### Instructions to follow
Below are records to be repeated in full. Give them exactly.

■ ■ ■

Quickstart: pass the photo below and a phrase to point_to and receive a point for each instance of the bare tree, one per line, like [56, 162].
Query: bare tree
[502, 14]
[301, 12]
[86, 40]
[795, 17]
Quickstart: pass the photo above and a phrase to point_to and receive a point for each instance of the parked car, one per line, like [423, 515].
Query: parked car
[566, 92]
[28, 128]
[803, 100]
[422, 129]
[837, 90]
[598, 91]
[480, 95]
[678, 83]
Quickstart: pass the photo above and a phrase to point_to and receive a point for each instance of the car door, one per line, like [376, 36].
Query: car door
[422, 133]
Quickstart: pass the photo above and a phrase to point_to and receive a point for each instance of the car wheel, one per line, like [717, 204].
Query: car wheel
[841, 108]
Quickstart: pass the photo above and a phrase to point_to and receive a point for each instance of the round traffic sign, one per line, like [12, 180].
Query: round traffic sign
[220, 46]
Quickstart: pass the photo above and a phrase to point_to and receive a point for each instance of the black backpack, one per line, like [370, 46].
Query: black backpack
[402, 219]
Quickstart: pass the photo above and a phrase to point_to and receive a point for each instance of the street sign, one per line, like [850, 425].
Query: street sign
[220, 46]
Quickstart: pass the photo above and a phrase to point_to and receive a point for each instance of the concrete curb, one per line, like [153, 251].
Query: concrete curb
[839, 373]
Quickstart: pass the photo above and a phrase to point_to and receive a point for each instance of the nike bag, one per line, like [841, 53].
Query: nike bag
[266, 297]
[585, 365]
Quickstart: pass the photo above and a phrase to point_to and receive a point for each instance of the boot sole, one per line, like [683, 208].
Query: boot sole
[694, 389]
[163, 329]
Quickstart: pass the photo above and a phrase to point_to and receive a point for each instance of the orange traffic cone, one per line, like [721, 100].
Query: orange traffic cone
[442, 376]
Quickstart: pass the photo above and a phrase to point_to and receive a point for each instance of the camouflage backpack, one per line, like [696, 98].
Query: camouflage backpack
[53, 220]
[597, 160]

■ ■ ■

### Result of the task
Quickstart: pass the photo below and a phrase to point_to and receive a point for each instance of the bare tree, one per line, like [56, 162].
Query: bare tree
[502, 14]
[301, 12]
[86, 40]
[795, 17]
Quickstart: pass the photo above and a phrase to point_to and receive a point for each instance of the parked car, one per line, like [423, 515].
Query: parked car
[566, 92]
[28, 128]
[803, 100]
[422, 129]
[837, 90]
[598, 91]
[480, 95]
[678, 83]
Quickstart: pass the photo above and a phrase to point_to and receive a point for each instance of the car door, one per line, like [376, 36].
Query: car door
[422, 133]
Quickstart: pass the photo above and a phrase to point_to and receive a point for each instance of the car wheel, one per line, like [717, 204].
Query: car wheel
[841, 108]
Quickstart: pass the photo above and a phrase to point_to and receive a point for each instance of the round traffic sign, one per line, like [12, 180].
Query: round traffic sign
[220, 46]
Quickstart: pass the photo above and a phrase to point_to and receive a point for each instance of the black backpack, one per line, like [370, 46].
Query: black backpack
[402, 219]
Quickstart: pass the photo above and a phrase to point_to and receive a point for each instance of the street sign, one per line, like [850, 425].
Query: street sign
[220, 46]
Quickstart: pass the photo above and a phrase to point_to and receive a point for each instance of the concrete curb, one per line, like [153, 251].
Query: concrete curb
[839, 373]
Quickstart: pass the photo above and a phrase to point_to and receive a point for each instance of the nike bag, one per line, like [841, 53].
Query: nike bag
[266, 297]
[585, 365]
Quickstart: pass the photo above and a phrase to point_to and receive a point for each instance of the boot sole, one per line, like [683, 208].
Query: boot sole
[694, 389]
[163, 329]
Quickstart: pass the photo above and a phrase to point_to and receive a point for each instance of the orange traffic cone, one per line, like [721, 100].
Query: orange traffic cone
[442, 376]
Quickstart: pass the photo above and a phrase to point_to and receive a point for each instance of the camouflage backpack, one per line, like [696, 98].
Query: camouflage backpack
[53, 220]
[597, 160]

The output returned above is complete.